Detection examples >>

※

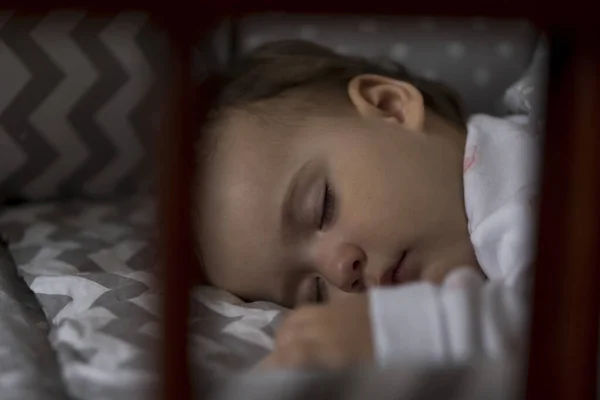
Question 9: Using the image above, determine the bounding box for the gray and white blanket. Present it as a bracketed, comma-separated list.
[0, 198, 283, 399]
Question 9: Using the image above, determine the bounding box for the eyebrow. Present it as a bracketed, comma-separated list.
[279, 161, 311, 242]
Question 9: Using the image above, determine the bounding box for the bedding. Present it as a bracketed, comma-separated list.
[0, 197, 284, 399]
[0, 236, 67, 400]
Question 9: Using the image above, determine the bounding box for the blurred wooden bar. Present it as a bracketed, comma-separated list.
[527, 26, 600, 400]
[157, 16, 194, 400]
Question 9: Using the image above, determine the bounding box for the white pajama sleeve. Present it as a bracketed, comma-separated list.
[369, 269, 528, 365]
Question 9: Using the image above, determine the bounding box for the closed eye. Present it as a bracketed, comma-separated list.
[319, 183, 335, 230]
[314, 276, 327, 304]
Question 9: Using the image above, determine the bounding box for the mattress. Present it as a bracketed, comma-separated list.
[0, 197, 285, 399]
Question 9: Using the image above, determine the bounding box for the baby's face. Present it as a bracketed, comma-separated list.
[200, 81, 476, 307]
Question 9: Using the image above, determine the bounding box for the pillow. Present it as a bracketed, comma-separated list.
[0, 197, 283, 399]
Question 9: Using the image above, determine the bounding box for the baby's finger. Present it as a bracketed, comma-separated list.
[253, 351, 281, 371]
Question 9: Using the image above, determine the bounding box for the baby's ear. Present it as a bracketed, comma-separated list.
[348, 74, 425, 131]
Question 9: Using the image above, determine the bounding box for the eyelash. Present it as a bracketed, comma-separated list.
[315, 276, 325, 304]
[319, 183, 335, 230]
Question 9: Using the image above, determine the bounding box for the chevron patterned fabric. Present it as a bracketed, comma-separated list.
[0, 11, 167, 201]
[0, 197, 284, 400]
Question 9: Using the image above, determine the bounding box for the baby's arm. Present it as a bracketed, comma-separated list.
[369, 269, 529, 365]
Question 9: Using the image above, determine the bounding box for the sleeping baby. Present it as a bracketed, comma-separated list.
[194, 41, 541, 368]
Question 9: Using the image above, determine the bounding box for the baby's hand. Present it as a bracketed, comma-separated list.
[260, 294, 373, 369]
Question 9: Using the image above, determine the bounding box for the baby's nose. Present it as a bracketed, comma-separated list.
[329, 245, 366, 292]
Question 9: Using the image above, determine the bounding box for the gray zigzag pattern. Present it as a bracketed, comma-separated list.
[0, 14, 64, 198]
[60, 16, 122, 195]
[0, 13, 168, 199]
[118, 21, 169, 193]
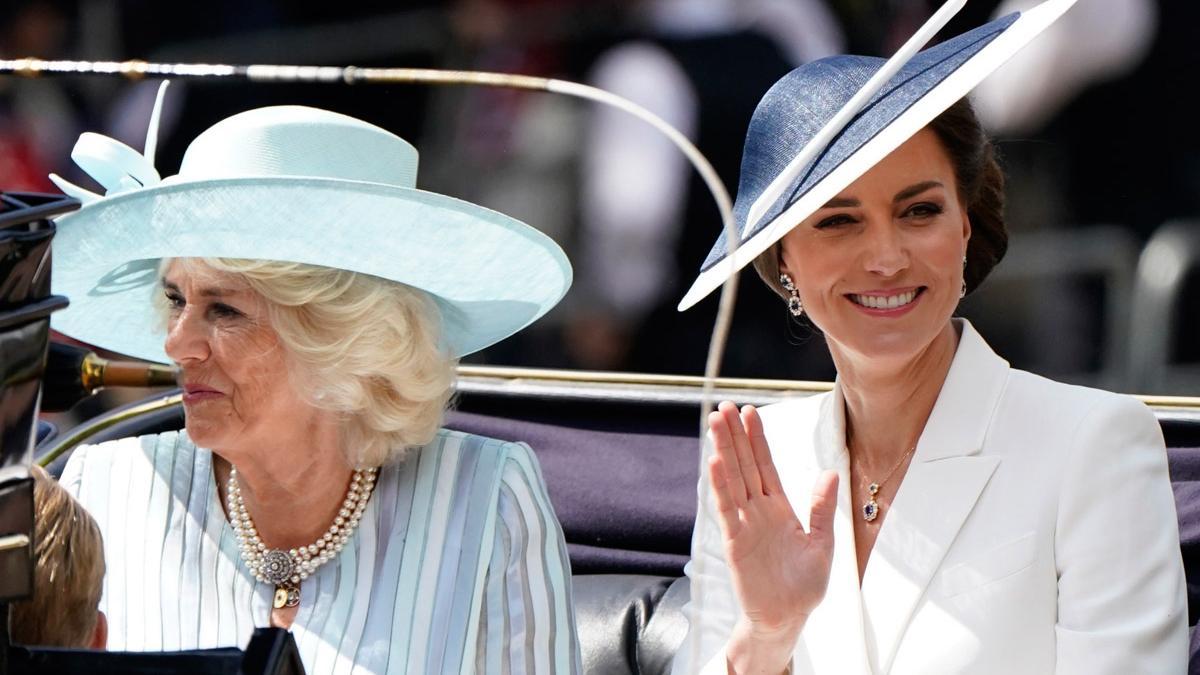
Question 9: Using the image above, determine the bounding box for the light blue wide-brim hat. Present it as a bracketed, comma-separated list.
[52, 99, 571, 363]
[679, 0, 1075, 310]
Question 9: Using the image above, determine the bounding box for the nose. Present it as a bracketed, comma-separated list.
[163, 305, 210, 365]
[864, 222, 910, 277]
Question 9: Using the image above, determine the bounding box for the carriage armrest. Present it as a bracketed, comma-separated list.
[574, 574, 688, 675]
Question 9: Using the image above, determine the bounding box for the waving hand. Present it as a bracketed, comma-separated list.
[708, 401, 838, 671]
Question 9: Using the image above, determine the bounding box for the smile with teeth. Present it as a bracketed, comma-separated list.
[847, 288, 920, 310]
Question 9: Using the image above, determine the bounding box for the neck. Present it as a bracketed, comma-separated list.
[830, 322, 959, 471]
[214, 417, 353, 550]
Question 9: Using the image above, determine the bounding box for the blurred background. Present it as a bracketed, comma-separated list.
[0, 0, 1200, 394]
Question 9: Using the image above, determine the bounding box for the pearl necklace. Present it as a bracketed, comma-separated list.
[226, 467, 378, 609]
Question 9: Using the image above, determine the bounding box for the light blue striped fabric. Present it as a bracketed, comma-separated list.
[61, 431, 582, 675]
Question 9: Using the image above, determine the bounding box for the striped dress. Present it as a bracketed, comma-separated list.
[61, 430, 582, 675]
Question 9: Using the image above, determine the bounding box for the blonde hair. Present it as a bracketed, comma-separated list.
[10, 466, 104, 647]
[160, 258, 457, 466]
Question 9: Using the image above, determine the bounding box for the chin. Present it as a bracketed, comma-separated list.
[184, 416, 226, 449]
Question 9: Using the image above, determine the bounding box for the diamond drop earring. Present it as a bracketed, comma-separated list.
[959, 256, 967, 300]
[779, 274, 804, 316]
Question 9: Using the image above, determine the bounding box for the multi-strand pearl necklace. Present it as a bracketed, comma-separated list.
[226, 467, 378, 609]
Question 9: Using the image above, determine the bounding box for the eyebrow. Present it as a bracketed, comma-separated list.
[821, 180, 944, 209]
[162, 276, 238, 298]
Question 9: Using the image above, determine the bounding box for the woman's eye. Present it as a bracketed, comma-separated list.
[812, 214, 854, 229]
[906, 202, 942, 217]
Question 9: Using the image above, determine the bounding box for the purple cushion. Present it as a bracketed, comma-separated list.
[446, 411, 700, 575]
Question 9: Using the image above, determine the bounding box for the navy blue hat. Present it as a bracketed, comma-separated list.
[679, 0, 1075, 311]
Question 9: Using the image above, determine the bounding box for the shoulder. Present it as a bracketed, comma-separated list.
[401, 429, 544, 495]
[1004, 369, 1158, 432]
[758, 392, 833, 438]
[61, 431, 196, 484]
[418, 429, 533, 466]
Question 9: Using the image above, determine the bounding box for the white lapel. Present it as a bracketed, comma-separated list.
[859, 321, 1008, 673]
[769, 387, 871, 675]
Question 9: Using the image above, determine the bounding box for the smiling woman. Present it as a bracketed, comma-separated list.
[674, 0, 1187, 675]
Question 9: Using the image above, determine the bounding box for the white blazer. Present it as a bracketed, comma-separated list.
[673, 321, 1188, 675]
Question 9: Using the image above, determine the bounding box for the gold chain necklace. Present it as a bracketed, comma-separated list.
[863, 444, 917, 522]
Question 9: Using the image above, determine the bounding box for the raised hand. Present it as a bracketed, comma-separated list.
[708, 401, 838, 670]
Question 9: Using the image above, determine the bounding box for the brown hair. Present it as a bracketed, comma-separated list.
[10, 466, 104, 647]
[754, 98, 1008, 300]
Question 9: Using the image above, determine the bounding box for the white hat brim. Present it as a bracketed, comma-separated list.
[677, 0, 1076, 311]
[52, 177, 571, 363]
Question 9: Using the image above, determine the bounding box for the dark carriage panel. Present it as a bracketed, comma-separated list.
[35, 368, 1200, 674]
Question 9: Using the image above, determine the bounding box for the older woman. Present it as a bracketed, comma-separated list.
[54, 97, 580, 673]
[674, 2, 1187, 675]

※

Please rescale the entries from the line containing "finger. Present it as a bracketed, comma-separated list." through the line containing "[679, 0, 1075, 310]", both included, giving only those lines again with the requests kept and every bounding-box coordinate in the answers multiplied by 1.5 and rounded to a whole number, halves rounded up. Leave the pictures out.

FULL SOLUTION >>
Question 9: Using the image above, determine the bounding box for the baby's finger. Present it as a bracketed, comma-separated list.
[380, 527, 422, 557]
Question 9: Using the image above, determine the bounding box for the baby's ear. Present it as a bracketed, comma-separated list.
[522, 111, 638, 197]
Question 9: Using the image above, determine the bounding box for the eyelash. Present it as a bracketed, comma-separated list.
[473, 414, 488, 456]
[479, 275, 503, 345]
Question 9: Using the image above, determine the bounding box for the chevron patterned fabric. Present it as a bracketed, comma-separated list.
[0, 17, 251, 302]
[0, 296, 426, 600]
Question 9: Using the image above, determine the bounding box for the baby's arm. Present it as a bracketed, comma-separated list.
[554, 404, 794, 548]
Question 9: Using the image above, determine the bounding box for the sleeping baby. Present it as a bracketed, comma-separated list.
[291, 62, 812, 552]
Question 9: Using the image above, determine the bounding box for the baby's hand. Present it as a bracketed, comma-separated list.
[390, 441, 560, 554]
Question 9: Using the image above, determine the bounding box for the baby's nose. Present it as a bracketed, comma-separated list.
[494, 368, 549, 438]
Question 9: Using the image above, determine the bounding box for the gray zigzag pattern. Present it as a bracketed, comma-separated list.
[0, 21, 96, 297]
[90, 24, 183, 293]
[0, 20, 252, 299]
[177, 32, 254, 290]
Question 9: Using the image above, determine the bounding box for the light blue wide-brim hat. Present it as a bracketed, comma-separated list.
[78, 149, 857, 545]
[1019, 0, 1613, 465]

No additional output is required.